--- ACTIVITY ---
What is the number of lines in the data below that hold the word "grassy"? Give nothing beyond that number.

--- Image-grounded pointing data ---

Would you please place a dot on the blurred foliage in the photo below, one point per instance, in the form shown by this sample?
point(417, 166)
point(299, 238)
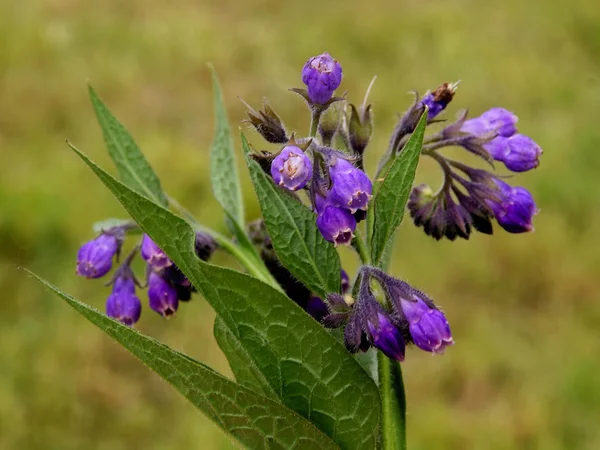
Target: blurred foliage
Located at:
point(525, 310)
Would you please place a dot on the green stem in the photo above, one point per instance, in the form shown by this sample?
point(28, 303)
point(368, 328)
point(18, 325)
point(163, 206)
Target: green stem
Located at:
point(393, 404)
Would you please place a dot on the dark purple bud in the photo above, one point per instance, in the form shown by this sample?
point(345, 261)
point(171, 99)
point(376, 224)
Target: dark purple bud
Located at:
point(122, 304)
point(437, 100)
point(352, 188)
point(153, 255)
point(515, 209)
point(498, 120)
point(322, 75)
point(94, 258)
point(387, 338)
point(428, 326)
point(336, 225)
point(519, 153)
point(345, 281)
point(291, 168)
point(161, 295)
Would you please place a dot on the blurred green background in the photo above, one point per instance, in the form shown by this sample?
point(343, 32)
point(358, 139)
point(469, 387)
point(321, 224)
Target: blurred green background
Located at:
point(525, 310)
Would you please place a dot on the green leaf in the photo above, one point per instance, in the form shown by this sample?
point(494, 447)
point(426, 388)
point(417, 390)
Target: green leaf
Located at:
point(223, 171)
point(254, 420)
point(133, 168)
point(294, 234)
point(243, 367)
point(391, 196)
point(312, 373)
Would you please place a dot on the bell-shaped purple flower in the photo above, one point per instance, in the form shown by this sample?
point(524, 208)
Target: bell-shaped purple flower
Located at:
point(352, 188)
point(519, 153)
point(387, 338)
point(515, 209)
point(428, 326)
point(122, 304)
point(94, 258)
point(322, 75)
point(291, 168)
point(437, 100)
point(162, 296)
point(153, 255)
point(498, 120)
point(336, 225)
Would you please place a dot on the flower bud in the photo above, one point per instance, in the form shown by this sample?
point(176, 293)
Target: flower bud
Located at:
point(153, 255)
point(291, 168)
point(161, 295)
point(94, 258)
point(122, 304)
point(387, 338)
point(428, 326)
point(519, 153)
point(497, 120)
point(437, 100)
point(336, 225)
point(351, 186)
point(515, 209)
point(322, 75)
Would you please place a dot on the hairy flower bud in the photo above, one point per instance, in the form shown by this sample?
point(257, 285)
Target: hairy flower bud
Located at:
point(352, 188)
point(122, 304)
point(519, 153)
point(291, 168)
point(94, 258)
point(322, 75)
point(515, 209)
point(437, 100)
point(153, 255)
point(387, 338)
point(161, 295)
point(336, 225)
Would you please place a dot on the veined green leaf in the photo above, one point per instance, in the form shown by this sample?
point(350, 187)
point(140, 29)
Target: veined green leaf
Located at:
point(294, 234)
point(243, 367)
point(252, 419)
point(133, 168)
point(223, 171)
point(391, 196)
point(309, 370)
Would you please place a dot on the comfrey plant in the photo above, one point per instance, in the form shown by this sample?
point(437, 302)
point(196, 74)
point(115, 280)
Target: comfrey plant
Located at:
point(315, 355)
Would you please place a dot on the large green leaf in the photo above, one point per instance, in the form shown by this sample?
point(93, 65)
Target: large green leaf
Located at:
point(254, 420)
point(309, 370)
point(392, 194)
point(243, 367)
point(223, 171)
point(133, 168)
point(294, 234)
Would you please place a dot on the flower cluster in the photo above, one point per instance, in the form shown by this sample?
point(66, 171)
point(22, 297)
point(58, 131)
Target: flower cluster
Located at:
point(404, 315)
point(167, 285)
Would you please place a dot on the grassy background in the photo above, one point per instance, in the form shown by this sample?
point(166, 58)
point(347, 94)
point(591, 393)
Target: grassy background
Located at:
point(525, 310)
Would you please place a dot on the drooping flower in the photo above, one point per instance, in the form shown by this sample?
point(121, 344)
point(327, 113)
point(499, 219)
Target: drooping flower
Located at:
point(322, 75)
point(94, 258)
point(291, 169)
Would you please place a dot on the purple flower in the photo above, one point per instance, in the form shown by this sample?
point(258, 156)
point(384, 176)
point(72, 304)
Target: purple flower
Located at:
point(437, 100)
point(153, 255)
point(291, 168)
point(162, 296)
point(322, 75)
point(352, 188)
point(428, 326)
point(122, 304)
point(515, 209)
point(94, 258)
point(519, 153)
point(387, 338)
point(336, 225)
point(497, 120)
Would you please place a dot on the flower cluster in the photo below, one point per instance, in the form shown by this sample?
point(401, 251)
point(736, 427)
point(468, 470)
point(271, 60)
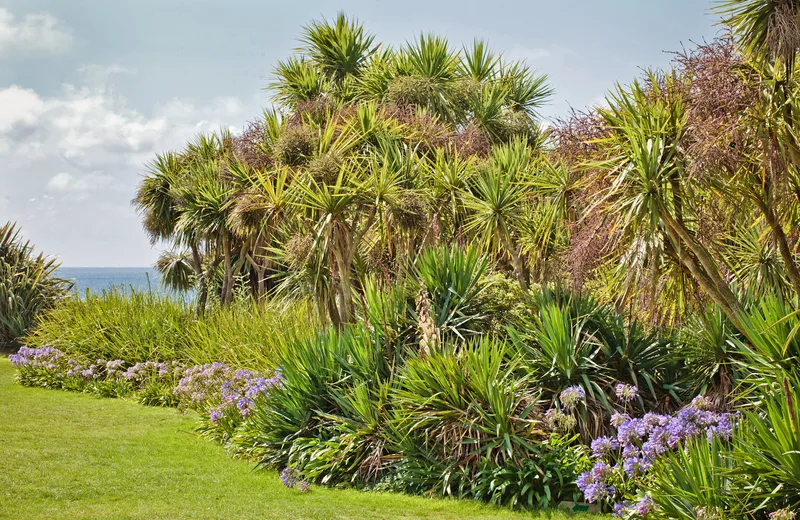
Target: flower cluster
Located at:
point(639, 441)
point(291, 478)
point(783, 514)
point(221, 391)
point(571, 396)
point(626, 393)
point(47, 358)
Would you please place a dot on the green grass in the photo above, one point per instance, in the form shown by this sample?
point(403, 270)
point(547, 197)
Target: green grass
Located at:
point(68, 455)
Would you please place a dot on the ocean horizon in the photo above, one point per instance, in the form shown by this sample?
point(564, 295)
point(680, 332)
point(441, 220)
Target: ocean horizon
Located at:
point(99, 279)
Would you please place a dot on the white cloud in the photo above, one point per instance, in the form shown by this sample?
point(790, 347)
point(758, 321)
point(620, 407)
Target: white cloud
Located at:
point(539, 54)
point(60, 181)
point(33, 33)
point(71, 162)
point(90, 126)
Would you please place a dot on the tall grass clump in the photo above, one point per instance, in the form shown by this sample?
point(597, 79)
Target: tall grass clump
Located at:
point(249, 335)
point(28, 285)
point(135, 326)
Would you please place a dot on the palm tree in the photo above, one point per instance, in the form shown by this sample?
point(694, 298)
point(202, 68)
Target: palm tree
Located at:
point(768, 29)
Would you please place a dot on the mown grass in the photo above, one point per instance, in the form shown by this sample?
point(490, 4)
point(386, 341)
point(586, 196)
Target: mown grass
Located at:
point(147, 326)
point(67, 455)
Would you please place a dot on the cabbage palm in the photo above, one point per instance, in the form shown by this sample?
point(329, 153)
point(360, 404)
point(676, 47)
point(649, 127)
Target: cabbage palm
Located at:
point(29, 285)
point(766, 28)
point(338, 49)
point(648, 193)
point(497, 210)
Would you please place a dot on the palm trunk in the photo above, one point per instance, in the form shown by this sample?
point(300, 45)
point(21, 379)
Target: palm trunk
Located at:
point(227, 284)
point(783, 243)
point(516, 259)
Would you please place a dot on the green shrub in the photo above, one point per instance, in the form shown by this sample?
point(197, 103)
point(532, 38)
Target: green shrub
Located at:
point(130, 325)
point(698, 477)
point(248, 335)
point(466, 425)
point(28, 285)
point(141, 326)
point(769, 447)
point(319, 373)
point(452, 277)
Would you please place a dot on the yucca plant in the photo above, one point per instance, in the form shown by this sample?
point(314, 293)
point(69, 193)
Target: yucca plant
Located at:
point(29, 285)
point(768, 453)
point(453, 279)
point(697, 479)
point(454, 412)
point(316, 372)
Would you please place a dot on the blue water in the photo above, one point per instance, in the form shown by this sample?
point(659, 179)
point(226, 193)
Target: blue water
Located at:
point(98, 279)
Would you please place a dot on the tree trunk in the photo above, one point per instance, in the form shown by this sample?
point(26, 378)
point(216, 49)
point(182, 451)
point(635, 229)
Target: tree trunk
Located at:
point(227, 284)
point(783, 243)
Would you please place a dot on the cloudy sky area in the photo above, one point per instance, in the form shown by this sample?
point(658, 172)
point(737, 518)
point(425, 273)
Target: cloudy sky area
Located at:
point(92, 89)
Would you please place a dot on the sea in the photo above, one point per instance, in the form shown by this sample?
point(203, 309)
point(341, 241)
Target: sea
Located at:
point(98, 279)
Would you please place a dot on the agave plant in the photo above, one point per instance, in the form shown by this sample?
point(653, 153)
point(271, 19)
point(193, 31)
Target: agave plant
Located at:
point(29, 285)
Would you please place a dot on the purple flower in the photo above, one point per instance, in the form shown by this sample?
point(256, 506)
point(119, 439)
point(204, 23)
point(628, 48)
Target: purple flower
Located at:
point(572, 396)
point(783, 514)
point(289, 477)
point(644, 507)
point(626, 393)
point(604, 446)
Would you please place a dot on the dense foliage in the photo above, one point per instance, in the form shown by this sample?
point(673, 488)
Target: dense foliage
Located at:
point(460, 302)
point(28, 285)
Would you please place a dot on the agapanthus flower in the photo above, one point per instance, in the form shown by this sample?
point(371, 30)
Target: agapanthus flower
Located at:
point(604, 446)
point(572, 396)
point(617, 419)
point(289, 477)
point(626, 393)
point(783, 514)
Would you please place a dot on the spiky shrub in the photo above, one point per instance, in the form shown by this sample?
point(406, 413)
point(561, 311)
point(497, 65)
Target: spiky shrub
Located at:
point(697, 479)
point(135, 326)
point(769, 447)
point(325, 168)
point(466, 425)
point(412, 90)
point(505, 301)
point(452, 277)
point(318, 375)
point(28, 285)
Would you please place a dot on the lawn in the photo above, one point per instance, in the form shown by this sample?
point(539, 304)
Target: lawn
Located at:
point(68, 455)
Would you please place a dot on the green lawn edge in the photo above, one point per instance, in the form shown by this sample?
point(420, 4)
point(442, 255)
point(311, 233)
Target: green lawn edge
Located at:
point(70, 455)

--- YOUR RESPONSE ---
2